**YOUR ASSIGNMENT**
List all lines of the data that include the string "target".

Stored data entries
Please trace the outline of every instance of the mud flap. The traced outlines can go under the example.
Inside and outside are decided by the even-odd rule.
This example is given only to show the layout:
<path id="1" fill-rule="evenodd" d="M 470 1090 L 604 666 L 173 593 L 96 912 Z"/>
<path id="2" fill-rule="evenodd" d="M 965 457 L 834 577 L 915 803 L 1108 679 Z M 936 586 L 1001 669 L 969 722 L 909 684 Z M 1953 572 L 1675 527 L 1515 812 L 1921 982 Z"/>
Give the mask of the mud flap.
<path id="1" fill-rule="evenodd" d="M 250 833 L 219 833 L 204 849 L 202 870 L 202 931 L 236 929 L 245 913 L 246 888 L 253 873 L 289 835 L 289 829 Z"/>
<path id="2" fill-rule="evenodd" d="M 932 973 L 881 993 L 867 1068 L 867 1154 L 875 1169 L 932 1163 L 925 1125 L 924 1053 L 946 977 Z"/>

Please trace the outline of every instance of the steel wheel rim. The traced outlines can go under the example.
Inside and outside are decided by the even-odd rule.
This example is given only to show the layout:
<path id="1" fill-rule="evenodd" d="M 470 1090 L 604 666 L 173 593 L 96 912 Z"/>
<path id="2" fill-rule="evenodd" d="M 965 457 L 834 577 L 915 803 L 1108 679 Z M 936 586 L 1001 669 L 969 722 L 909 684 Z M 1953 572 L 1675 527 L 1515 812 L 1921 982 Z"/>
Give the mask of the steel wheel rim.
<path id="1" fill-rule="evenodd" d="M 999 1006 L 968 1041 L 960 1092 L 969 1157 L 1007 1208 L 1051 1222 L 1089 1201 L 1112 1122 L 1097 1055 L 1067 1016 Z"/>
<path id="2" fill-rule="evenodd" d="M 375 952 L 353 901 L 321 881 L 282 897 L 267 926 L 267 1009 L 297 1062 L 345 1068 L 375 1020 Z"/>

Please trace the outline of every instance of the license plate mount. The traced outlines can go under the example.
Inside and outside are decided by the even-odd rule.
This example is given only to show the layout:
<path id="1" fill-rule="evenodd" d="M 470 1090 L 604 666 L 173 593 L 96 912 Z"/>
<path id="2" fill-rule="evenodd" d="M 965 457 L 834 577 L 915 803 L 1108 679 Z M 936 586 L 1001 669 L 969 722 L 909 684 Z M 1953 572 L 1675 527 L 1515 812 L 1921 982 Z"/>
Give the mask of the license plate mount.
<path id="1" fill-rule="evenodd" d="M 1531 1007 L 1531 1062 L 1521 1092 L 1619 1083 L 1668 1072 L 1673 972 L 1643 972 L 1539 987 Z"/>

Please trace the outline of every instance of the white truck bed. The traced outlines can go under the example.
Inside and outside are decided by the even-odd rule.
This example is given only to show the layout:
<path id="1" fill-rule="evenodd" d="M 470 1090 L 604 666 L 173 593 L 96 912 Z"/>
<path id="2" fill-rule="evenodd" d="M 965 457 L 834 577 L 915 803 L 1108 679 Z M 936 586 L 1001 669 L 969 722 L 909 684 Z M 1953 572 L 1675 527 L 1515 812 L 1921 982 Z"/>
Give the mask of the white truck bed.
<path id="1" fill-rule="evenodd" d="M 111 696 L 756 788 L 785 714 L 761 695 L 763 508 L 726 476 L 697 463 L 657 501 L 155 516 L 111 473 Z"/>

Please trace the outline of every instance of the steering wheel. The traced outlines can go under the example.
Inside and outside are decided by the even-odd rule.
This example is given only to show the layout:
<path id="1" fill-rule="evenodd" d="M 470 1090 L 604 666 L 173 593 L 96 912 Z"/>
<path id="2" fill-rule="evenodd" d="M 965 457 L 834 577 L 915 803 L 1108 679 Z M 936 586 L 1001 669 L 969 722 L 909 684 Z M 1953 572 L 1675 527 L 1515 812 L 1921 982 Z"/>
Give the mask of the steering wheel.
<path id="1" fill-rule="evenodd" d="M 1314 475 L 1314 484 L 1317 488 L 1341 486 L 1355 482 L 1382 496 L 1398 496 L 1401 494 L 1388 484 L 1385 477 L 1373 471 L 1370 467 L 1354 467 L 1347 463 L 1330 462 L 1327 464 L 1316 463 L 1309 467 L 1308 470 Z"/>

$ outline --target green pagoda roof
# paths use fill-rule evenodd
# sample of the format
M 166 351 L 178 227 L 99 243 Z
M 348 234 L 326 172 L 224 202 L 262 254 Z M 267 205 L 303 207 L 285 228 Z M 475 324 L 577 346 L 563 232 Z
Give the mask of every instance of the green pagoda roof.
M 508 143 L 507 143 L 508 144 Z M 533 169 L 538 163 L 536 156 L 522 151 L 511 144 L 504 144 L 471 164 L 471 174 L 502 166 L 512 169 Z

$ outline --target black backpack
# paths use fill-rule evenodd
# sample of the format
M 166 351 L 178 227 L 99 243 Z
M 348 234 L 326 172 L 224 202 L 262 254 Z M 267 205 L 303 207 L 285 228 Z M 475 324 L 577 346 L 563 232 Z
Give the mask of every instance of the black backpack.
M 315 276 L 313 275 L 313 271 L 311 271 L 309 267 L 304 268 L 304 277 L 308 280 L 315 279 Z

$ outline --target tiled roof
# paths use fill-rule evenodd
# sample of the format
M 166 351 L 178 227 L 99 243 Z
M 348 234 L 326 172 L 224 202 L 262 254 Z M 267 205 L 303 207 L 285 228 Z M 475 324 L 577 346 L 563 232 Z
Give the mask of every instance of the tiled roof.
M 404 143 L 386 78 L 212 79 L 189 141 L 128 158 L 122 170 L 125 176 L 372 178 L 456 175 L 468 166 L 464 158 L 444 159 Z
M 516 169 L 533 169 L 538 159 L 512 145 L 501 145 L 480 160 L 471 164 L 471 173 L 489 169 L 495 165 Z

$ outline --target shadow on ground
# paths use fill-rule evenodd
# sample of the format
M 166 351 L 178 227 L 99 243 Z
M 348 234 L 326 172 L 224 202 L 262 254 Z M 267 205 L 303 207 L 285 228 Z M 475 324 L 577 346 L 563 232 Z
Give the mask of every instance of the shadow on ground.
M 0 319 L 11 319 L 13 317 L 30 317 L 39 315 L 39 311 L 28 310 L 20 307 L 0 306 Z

**ANSWER AREA**
$ outline --target green pagoda roof
$ outline --target black backpack
$ outline --target tiled roof
$ outline --target shadow on ground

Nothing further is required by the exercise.